**TEXT**
═══

U.S. President Joe Biden signed into law a 1.9 trillion U.S. dollar stimulus package.

Washington, U.S. | Xinhua | The 1.9 trillion U.S. dollar stimulus U.S. President Joe Biden signed into law recently is expected to trigger a robust economic rebound, but some inflation may be on the horizon, economists said.

This comes a year after the U.S. economy took a nosedive off a cliff and saw the deepest recession since WWII, after state governments shut down businesses in a move that left millions of Americans unemployed, after the COVID-19 pandemic hit the United States.

But as U.S. states open up, vaccine distribution picks up speed, and the stimulus makes its way through the economy, economists foresee a surge in economic growth.

All of this “will form a powerful cocktail that lifts real GDP growth to its fastest rate since the early 1980’s,” Gregory Daco, chief U.S. economist at Oxford Economics USA, told Xinhua.

═══

Data entries:
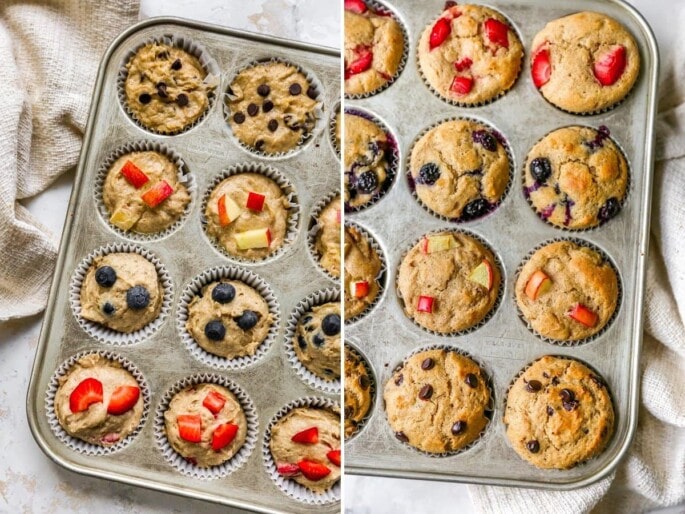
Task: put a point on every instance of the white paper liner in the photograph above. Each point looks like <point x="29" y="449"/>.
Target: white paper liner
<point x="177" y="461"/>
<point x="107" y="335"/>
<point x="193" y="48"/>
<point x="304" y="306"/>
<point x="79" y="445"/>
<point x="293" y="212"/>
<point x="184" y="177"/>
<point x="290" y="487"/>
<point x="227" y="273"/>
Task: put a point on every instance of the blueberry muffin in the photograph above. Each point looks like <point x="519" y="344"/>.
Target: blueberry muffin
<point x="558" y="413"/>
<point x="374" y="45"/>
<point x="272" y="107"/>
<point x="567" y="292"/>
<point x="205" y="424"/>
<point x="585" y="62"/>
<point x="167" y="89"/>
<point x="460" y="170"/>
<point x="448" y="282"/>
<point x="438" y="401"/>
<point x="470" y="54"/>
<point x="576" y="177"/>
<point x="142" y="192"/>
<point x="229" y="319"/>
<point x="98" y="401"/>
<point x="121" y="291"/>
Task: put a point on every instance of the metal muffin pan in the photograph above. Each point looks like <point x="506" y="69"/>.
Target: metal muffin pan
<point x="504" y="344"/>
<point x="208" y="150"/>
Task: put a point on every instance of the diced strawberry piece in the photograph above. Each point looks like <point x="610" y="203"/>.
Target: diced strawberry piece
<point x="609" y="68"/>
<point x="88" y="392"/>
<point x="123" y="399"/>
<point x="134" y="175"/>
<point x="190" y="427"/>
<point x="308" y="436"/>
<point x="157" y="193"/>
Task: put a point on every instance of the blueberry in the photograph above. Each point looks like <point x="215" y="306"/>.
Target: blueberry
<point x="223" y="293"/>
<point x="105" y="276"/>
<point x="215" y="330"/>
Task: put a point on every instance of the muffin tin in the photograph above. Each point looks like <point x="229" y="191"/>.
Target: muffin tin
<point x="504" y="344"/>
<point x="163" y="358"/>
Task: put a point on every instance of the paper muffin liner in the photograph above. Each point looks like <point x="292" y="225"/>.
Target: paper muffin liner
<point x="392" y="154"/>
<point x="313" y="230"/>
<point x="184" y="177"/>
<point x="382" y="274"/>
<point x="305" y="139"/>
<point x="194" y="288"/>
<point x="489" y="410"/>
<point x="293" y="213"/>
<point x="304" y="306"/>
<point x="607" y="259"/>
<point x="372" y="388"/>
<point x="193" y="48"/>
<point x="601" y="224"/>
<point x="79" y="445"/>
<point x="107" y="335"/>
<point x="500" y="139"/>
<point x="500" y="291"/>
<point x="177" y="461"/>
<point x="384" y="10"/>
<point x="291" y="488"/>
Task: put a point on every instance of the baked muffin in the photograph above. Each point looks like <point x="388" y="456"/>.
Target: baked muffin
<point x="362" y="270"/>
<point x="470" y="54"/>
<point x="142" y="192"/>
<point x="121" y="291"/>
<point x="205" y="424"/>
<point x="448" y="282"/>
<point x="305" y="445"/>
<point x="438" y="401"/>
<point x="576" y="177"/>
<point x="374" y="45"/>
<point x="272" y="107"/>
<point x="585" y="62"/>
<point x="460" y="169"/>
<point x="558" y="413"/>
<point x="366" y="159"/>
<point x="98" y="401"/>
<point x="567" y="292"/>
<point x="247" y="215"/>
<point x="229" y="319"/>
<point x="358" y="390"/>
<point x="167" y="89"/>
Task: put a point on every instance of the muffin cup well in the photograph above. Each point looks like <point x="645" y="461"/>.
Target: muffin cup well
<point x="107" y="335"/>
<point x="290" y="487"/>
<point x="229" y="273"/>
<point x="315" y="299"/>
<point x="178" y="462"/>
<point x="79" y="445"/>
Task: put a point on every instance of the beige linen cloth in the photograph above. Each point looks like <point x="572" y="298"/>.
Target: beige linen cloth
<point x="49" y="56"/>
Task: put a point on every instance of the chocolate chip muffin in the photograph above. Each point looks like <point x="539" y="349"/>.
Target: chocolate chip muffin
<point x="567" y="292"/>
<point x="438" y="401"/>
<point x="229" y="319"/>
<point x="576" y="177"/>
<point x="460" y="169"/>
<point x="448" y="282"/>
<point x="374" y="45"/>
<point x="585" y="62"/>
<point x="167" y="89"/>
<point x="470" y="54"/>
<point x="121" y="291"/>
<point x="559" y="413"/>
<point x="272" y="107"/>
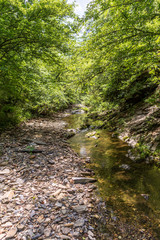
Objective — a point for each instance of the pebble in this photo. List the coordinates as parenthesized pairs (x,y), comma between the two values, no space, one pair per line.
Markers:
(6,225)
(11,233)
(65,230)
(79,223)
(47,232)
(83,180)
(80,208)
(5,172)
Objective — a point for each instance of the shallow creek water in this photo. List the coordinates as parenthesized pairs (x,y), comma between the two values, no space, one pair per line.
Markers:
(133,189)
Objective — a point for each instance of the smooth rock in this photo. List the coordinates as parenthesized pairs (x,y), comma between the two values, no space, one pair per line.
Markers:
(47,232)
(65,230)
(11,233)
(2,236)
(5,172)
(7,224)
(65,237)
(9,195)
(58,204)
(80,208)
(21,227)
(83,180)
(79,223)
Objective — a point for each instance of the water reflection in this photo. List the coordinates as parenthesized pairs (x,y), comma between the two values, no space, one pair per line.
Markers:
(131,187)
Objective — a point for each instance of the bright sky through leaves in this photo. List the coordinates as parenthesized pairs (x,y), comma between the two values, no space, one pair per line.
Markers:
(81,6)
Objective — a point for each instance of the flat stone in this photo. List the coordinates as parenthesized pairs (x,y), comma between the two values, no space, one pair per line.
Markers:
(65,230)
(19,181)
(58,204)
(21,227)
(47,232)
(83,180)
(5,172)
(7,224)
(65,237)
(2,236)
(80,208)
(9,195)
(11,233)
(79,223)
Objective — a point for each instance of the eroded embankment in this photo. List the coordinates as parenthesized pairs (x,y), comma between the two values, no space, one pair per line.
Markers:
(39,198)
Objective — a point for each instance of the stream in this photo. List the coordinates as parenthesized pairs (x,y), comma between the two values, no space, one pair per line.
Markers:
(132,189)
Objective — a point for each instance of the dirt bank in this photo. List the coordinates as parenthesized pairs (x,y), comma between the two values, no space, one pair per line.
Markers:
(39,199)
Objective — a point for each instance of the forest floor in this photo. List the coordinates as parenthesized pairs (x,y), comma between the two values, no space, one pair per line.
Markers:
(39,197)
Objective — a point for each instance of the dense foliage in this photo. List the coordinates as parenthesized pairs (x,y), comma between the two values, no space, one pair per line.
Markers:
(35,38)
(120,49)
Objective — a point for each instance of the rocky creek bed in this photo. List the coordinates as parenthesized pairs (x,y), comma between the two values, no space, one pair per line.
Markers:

═══

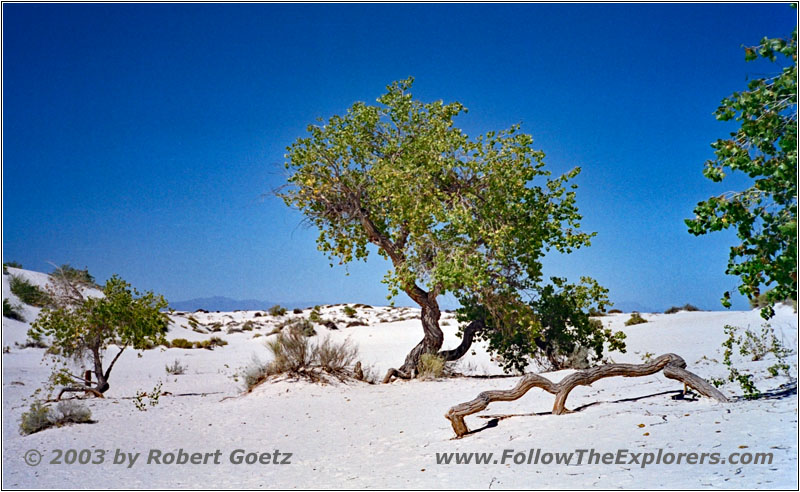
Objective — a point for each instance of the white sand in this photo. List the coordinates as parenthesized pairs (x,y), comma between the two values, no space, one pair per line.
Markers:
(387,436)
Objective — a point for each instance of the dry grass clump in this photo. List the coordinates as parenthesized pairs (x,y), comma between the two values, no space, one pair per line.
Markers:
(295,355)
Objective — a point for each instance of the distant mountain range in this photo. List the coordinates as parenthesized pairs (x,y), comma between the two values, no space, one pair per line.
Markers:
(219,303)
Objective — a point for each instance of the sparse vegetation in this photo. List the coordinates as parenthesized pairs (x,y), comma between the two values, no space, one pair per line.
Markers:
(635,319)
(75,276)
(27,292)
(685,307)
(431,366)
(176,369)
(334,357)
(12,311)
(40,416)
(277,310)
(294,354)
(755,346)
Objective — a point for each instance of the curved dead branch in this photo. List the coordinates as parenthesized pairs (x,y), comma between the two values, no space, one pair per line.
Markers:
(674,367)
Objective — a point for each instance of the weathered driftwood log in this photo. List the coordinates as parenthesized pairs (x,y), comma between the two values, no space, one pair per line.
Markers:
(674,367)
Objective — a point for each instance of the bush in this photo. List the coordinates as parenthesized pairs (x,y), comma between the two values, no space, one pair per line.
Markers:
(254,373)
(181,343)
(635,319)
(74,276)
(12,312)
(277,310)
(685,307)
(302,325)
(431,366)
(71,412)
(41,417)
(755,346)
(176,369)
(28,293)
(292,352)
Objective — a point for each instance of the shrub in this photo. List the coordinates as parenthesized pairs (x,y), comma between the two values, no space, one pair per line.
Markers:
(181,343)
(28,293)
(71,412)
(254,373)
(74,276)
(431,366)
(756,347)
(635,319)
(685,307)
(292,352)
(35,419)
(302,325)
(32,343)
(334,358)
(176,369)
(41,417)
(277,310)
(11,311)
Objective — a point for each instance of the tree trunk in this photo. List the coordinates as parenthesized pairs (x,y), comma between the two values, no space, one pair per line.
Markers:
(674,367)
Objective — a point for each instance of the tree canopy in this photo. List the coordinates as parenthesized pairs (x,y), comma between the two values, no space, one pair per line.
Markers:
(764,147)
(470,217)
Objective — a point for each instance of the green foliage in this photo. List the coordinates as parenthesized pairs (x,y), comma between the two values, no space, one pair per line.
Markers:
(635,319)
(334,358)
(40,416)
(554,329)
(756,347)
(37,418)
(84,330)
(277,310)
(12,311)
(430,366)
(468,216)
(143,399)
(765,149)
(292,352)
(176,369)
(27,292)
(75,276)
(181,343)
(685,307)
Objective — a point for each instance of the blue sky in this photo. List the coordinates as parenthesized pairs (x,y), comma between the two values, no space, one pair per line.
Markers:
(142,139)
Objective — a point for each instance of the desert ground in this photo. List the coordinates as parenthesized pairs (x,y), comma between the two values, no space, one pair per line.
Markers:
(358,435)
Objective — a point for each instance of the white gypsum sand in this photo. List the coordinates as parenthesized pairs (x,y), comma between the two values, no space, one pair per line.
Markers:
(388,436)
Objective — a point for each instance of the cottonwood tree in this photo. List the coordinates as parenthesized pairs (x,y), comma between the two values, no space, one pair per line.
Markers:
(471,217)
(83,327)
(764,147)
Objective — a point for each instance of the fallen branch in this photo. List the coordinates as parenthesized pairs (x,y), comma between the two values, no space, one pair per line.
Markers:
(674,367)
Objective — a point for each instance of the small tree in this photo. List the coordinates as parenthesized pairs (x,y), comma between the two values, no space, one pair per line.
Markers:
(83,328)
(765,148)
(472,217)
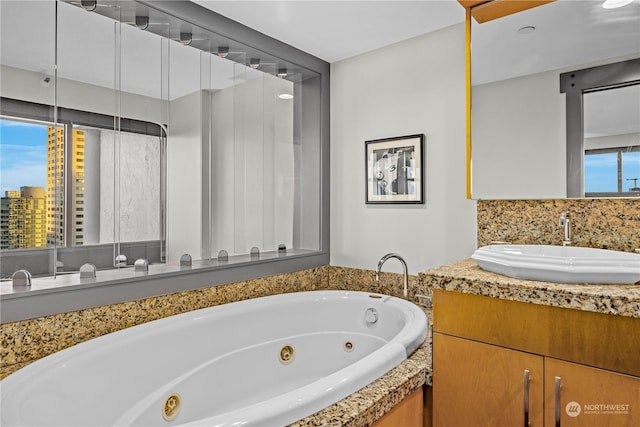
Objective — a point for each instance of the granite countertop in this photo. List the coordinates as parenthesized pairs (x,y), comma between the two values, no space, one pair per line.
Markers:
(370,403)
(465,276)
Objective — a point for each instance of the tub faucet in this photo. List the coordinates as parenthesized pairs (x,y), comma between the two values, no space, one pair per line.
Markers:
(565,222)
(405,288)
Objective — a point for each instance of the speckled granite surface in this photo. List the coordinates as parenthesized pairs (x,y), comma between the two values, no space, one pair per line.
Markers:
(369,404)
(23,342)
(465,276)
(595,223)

═══

**EXERCISE PROMPT**
Give a continuation of the article about the U.S. stimulus package and the economic rebound, starting after its final sentence.

**SOLVED EXERCISE**
The Congressional Budget Office (CBO) said last month it predicts “a stronger economy than it did in July 2020, in large part because the downturn was not as severe as expected and because the first stage of the recovery took place sooner and was stronger than expected.”

Desmond Lachman, resident fellow at the American Enterprise Institute and a former official at the International Monetary Fund, told Xinhua that the very large budget stimulus “is bound to supercharge the U.S. economy in the remainder of this year.”

“That pent-up demand must be expected to be released once most of the American public is vaccinated,” Lachman said.

The tourist sector, in particular, is expected to see a surge.

“With a strong economy and with most of the American population expected to be vaccinated by mid-year, there is every reason to think that there will be a strong recovery in the tourist sector in the second half of this year,” Lachman said.

Daco said households will drive the recovery, while lower-income families will benefit from the stimulus, including checks, unemployment benefits, and low-income tax credits.

“Higher-income families will be able to spend their steady income streams and some of the accumulated 1.8 trillion (U.S. dollars) in excess savings,” Daco said, referring to the massive savings Americans have built up over the past year.

However, many economists fret that the coming economic surge could cause inflation.

The U.S. Federal Reserve on Wednesday raised its forecast for 2021 gross domestic product by more than 50 percent from its December estimate while holding interest rates steady.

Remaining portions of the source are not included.